Saved data entries
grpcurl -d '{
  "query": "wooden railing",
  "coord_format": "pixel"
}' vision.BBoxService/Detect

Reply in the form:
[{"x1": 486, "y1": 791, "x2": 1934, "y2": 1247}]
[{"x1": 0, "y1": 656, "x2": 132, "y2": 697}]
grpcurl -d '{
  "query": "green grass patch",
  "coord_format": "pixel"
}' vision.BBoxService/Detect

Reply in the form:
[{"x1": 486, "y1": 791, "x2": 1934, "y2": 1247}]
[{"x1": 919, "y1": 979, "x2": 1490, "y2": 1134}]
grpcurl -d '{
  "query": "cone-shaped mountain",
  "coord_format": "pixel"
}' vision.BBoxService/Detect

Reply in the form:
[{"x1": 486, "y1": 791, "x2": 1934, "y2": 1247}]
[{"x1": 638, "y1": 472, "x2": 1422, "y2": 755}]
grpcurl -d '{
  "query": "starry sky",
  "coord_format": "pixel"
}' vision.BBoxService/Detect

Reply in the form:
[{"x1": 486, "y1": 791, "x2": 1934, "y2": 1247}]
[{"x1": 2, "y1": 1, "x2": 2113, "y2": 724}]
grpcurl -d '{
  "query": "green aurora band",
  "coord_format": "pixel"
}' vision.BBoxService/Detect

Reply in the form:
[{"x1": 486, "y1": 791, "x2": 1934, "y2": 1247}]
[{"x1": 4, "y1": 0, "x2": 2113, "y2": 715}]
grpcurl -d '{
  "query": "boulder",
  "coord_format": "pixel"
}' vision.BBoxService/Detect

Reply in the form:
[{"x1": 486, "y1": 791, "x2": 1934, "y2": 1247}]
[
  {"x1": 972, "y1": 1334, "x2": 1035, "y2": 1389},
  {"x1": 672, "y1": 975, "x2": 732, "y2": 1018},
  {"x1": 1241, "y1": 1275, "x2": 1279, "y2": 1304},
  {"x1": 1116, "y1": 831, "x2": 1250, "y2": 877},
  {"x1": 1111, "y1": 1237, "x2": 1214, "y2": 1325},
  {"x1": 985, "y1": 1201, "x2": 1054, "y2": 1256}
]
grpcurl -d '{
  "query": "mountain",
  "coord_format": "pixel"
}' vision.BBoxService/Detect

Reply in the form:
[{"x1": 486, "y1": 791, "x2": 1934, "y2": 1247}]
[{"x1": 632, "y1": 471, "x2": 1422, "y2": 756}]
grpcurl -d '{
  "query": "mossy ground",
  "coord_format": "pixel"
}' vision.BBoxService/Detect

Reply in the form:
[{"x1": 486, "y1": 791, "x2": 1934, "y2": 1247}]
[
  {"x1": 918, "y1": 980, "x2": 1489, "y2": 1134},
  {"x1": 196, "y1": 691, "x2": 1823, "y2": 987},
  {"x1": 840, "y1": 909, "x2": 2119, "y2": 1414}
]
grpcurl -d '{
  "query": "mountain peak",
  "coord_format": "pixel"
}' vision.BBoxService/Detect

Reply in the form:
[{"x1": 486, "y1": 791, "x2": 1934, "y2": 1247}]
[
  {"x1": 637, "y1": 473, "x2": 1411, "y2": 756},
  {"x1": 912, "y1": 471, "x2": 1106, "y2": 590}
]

**Problem description**
Scan the records for the string "green" and report each line where it occurs.

**Your response**
  "query": "green grass patch",
  "query": "green aurora band",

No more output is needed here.